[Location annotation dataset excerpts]

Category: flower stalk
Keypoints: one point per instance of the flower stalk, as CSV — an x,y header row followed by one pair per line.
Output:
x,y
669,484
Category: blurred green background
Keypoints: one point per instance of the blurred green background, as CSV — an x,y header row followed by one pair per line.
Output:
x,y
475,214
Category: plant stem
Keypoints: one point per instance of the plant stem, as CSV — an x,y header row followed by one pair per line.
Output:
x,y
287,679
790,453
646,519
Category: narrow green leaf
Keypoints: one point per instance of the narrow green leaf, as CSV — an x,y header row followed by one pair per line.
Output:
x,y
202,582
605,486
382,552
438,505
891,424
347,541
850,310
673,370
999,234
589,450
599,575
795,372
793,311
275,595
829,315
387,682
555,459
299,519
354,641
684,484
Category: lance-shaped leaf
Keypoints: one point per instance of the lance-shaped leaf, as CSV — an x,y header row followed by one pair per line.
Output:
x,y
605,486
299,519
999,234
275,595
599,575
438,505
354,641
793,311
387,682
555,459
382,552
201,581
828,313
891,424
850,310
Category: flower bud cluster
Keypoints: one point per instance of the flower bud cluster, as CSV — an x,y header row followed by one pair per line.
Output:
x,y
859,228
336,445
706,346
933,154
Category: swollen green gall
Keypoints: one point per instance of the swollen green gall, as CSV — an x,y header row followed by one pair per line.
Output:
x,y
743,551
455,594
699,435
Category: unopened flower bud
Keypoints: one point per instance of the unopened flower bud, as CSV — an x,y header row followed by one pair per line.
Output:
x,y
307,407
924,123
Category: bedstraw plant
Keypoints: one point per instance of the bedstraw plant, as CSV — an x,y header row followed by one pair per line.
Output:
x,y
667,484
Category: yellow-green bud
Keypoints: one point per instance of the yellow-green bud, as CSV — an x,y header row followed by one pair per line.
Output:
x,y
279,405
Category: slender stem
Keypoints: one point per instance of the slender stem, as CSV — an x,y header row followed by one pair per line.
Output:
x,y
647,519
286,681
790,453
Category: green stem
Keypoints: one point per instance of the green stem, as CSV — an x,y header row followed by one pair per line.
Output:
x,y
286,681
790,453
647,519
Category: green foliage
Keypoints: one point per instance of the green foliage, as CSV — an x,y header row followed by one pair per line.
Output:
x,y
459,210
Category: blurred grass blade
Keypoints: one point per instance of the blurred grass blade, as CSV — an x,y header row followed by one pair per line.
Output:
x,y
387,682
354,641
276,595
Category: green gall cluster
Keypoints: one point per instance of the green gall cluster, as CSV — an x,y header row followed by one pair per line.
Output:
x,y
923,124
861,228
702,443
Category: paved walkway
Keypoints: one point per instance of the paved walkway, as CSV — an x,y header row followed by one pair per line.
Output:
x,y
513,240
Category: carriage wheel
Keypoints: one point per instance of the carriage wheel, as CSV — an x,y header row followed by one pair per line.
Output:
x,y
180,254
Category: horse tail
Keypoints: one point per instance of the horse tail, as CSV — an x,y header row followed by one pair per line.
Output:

* WORK INSTRUCTIONS
Set down every line of the items above, from the line containing "Category: carriage wheel" down to the end of the items, with no changes.

* OUTPUT
Category: carriage wheel
Keypoints: one point per instance of the carriage wheel, as CSV — an x,y header row followed by one pair per line.
Output:
x,y
180,254
Category: horse tail
Keypoints: one point per instance of the horse tail, as CSV — an x,y header row followed by one pair per line.
Output:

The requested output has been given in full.